Quote each of the rows below verbatim, leaving out the pictures.
## begin
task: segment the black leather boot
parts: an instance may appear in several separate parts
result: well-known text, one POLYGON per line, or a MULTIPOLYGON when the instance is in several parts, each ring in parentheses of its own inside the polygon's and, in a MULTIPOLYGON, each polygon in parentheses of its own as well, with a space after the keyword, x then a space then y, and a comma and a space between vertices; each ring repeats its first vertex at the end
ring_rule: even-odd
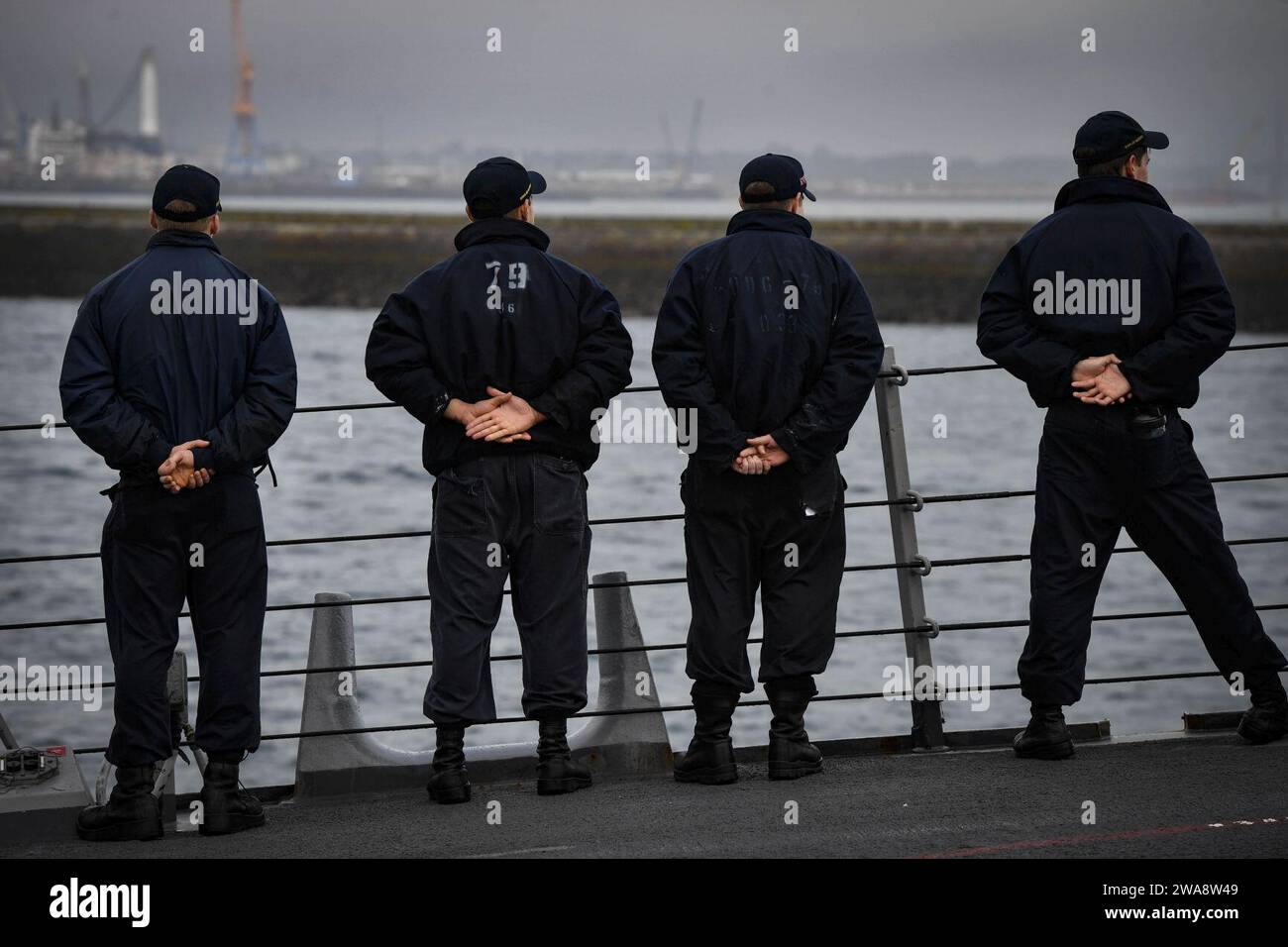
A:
## end
# [FINAL ANSWER]
task: segment the black leather boot
parts: an instance may appear in several separate parts
result: well-known text, one POLYGON per line, or a MULTIPOLYGON when the instance is in several parts, each ring in parentheses of its own inside the polygon's and, in a MULTIPOLYGON, each polygon in parentheses of its own as well, with a space after the keyword, x then a space then y, and a comma and a space between vertices; each ring repeats its first vertex at the end
ring_rule: even-odd
A:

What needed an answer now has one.